### MATERIAL TO PROCESS

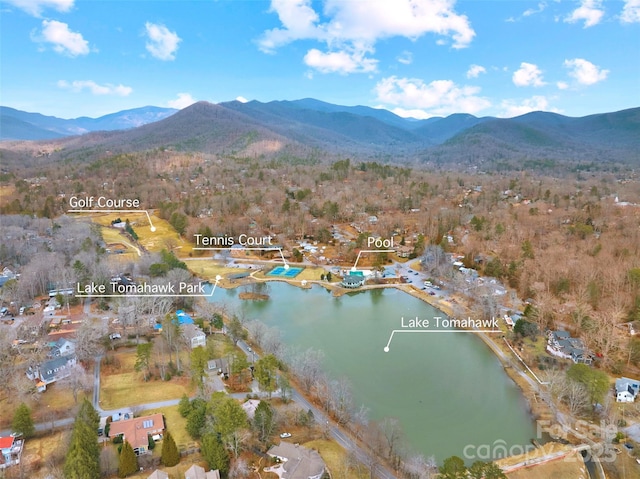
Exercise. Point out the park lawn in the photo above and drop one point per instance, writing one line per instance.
(39, 449)
(177, 470)
(334, 456)
(209, 270)
(6, 192)
(55, 402)
(568, 467)
(175, 424)
(164, 237)
(124, 386)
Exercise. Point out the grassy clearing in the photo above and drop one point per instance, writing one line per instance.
(6, 194)
(164, 237)
(335, 457)
(124, 387)
(175, 471)
(209, 270)
(55, 402)
(571, 466)
(39, 449)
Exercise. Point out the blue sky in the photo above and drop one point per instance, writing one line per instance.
(418, 58)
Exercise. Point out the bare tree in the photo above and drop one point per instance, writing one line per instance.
(239, 469)
(89, 339)
(78, 380)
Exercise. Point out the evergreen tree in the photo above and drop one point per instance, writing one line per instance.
(453, 468)
(127, 462)
(23, 422)
(197, 418)
(88, 414)
(214, 453)
(265, 373)
(83, 456)
(184, 406)
(263, 421)
(170, 455)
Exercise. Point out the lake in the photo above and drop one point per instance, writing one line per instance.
(447, 390)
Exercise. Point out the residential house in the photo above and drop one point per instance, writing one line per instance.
(250, 407)
(561, 344)
(158, 474)
(183, 318)
(194, 335)
(221, 365)
(136, 431)
(10, 451)
(62, 347)
(404, 251)
(627, 389)
(298, 461)
(197, 472)
(51, 371)
(352, 281)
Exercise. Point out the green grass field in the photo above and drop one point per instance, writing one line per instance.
(125, 387)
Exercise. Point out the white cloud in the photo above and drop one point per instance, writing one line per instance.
(406, 58)
(354, 27)
(162, 43)
(340, 62)
(630, 12)
(184, 100)
(95, 89)
(64, 41)
(585, 72)
(528, 75)
(475, 70)
(533, 11)
(511, 108)
(35, 7)
(416, 113)
(589, 10)
(440, 97)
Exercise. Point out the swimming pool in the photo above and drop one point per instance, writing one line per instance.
(290, 272)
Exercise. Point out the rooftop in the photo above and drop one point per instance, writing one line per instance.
(137, 430)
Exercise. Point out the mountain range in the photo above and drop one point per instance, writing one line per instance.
(21, 125)
(299, 127)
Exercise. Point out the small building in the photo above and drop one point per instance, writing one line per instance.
(198, 472)
(183, 318)
(298, 461)
(627, 389)
(194, 335)
(62, 347)
(136, 431)
(158, 474)
(51, 371)
(352, 281)
(220, 365)
(561, 344)
(250, 407)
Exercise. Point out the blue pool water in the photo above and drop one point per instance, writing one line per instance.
(286, 273)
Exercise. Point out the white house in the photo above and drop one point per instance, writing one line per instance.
(62, 347)
(298, 462)
(194, 335)
(51, 371)
(626, 389)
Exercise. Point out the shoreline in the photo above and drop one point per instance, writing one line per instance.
(537, 408)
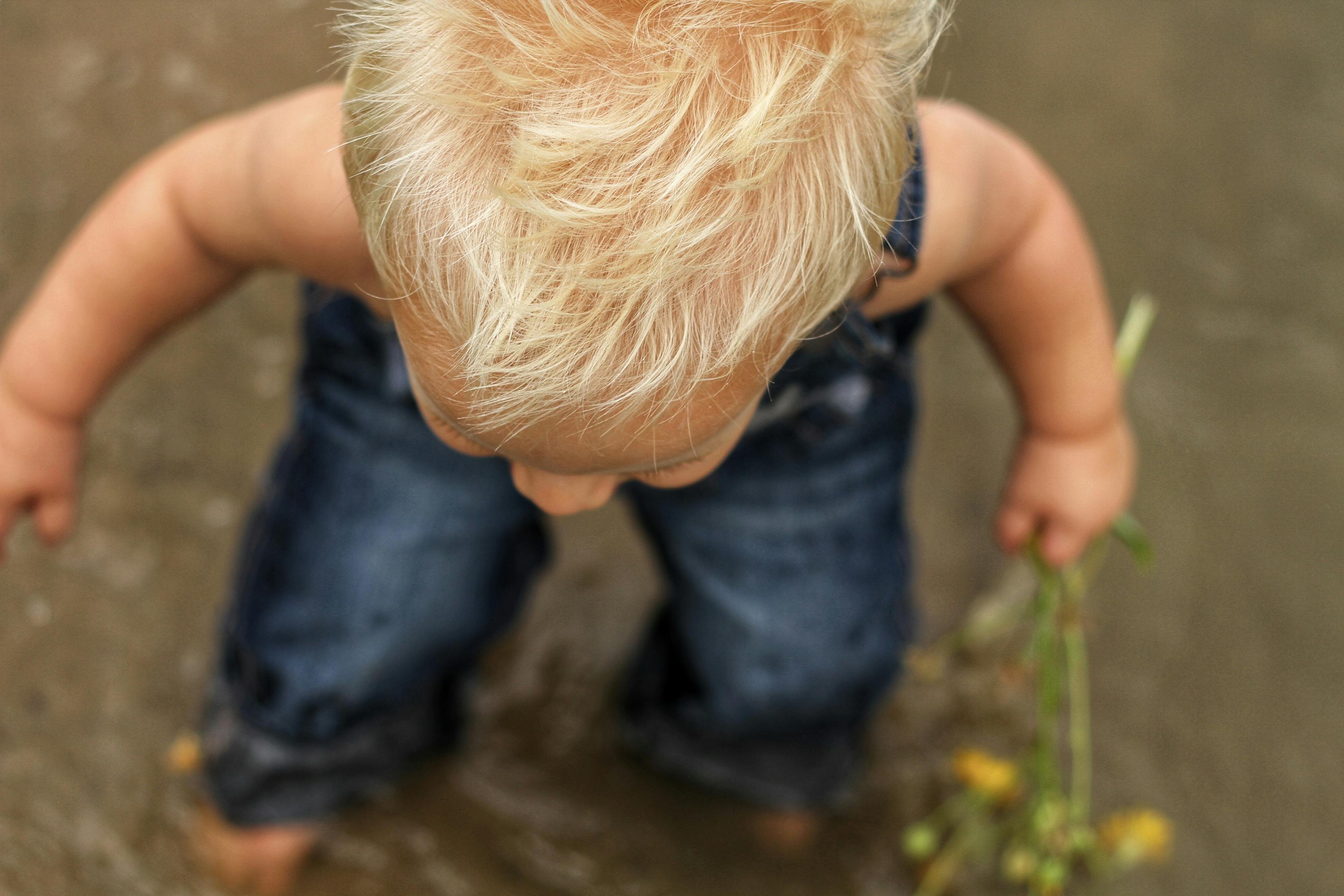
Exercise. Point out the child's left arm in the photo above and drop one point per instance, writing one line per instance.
(1003, 238)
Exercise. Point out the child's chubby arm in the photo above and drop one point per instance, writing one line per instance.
(262, 188)
(1002, 237)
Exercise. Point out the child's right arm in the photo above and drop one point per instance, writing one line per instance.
(256, 190)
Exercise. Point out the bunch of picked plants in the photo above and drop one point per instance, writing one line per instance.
(1030, 819)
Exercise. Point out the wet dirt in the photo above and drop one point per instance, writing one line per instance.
(1205, 141)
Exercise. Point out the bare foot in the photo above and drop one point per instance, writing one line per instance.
(787, 831)
(260, 860)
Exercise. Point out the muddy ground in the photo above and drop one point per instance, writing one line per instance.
(1205, 141)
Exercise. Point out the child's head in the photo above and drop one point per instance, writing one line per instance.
(610, 221)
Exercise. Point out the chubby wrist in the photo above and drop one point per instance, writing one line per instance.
(15, 397)
(1100, 421)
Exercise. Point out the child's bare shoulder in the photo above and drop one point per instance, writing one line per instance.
(271, 180)
(983, 188)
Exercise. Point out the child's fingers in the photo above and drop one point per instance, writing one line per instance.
(1014, 527)
(54, 518)
(1062, 543)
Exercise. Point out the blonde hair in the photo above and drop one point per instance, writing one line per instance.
(608, 203)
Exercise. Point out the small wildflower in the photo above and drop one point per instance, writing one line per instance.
(920, 841)
(986, 774)
(1137, 836)
(185, 755)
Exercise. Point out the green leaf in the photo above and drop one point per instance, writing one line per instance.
(1132, 535)
(1133, 334)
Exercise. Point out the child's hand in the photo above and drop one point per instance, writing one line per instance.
(1068, 491)
(39, 463)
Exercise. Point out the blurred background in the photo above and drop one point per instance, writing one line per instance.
(1205, 141)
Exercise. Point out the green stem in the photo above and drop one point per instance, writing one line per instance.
(1080, 722)
(1047, 673)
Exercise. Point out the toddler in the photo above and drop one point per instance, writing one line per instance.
(562, 249)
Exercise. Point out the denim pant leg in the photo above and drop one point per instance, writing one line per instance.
(377, 567)
(789, 591)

######

**TASK DESCRIPTION**. Replace "wet dirt" with "damp soil" in the part that opens with the line containing "Exercise. Point out the child's right" and closes with the line containing "(1133, 334)", and write out only that part with nothing else changed.

**TASK ANSWER**.
Exercise. Point out the child's right arm in the photo above and drop one point per instance, writing one line per instance.
(256, 190)
Exercise. Point out the bunch of picked plants in the photo above and drop one point per instance, writing one line per instance.
(1030, 819)
Exercise. Point out the damp soil in the photo above and drop one point per instance, writing one line per instance.
(1205, 141)
Exercise. Point out the bare foot in the photo above and drop one point per instance, writing one line per instance.
(787, 831)
(260, 860)
Exercise. Point out the muddy ground in the photo above and drop one point per instance, writing one line per instance.
(1205, 141)
Exercise. Point out the child's head in the photo above and drop one point per instance, writing one line per instance.
(610, 221)
Exercise. Point out the chubby wrist in the photo above and drop one point per instance, writing one line per instance.
(15, 397)
(1100, 421)
Exercise. Point out the child's bare shoulder in the photo above and drop one point per instance, writing one line per instance.
(271, 180)
(983, 188)
Exercise. Point out the child's fingers in the photo above and drop one point per instance, writing one line per instance.
(1014, 527)
(54, 518)
(1062, 543)
Exercise. Point out the blonde hair in the photo above and drop one point per instance, writing one line per instance.
(608, 203)
Exercise. Point out the small wildflower in the photo above and drop one point per instance, writing one line per instance.
(920, 841)
(986, 774)
(1137, 836)
(185, 755)
Exercise. Point out the green leaf in the photo above and drop one point per instance, writing one line per instance.
(1132, 535)
(1133, 334)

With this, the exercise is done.